From the line holding "Write each as" to the final line below, restate each line word for word and add nothing.

— Source data —
──────────

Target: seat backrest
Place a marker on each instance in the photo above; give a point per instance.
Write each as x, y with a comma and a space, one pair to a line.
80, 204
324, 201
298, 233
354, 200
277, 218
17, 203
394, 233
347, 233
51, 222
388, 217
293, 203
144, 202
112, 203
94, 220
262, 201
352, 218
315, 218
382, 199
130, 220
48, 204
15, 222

──────────

— Solution —
Write each as x, y with a comma and a space, one pair to a line.
80, 204
324, 201
298, 233
354, 200
277, 218
17, 203
394, 233
347, 233
51, 222
388, 217
293, 203
144, 202
112, 203
94, 220
262, 201
352, 218
315, 218
382, 199
130, 220
48, 204
15, 222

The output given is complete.